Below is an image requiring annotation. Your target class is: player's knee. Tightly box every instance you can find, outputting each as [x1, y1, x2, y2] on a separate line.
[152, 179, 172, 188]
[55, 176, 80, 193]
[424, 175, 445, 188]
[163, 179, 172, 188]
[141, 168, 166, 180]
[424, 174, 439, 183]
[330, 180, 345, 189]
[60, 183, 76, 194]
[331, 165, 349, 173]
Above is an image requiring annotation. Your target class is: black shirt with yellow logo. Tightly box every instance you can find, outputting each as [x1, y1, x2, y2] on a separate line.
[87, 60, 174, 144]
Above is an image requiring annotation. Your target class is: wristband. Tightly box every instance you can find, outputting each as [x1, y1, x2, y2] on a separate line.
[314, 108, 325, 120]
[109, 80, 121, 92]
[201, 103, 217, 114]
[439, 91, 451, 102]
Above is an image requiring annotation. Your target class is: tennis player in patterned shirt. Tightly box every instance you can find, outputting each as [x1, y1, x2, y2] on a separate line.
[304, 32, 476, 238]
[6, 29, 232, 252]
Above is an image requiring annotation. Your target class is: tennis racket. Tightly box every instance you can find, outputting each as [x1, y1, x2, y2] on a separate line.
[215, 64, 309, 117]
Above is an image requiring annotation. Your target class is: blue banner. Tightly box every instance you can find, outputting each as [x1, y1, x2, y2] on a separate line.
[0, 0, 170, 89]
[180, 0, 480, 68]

...

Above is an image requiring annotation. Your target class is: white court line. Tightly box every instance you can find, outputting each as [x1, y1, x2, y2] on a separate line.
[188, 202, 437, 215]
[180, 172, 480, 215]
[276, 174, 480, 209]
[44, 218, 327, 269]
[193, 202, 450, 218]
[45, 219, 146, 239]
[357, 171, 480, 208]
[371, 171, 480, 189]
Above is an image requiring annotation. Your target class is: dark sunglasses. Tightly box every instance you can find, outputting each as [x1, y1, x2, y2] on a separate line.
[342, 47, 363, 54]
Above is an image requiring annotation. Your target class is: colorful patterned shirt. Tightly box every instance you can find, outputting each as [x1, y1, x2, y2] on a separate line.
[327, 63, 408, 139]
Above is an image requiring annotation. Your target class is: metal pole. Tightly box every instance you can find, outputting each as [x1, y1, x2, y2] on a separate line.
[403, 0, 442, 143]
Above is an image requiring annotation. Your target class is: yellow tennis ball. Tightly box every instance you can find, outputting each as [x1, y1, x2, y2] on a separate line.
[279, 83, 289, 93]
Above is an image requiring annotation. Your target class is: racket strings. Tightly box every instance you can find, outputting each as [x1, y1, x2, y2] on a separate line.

---

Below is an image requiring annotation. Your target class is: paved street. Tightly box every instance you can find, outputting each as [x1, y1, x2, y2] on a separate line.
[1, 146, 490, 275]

> _DIRECTIONS_:
Could you retype exactly the lines above, starting at the line that contains "class is: colorful" and ending at the line that contains "class is: racket", and nothing more?

> _RESPONSE AREA_:
Above is an image requiring annotation. Your target class is: colorful patterned shirt. Tightly box every instance you can find, outputting each as [x1, y1, x2, y2] on a separate line.
[327, 63, 408, 139]
Above is an image requiring annotation. Your target class is: metal pole. Tightly box every instance you can find, outputting each as [x1, y1, x2, y2] on a separate line.
[403, 0, 442, 143]
Above is an image requiring annotation. Your target class is: yellow tennis ball. Tightly box every instance you can find, outputting each as [x1, y1, x2, y2] on a separate line.
[279, 83, 289, 93]
Above is an image requiring annotation. Your target class is: racket strings. Tightly box every instance you can find, outputting each as [x1, y1, x2, y2] on a separate line.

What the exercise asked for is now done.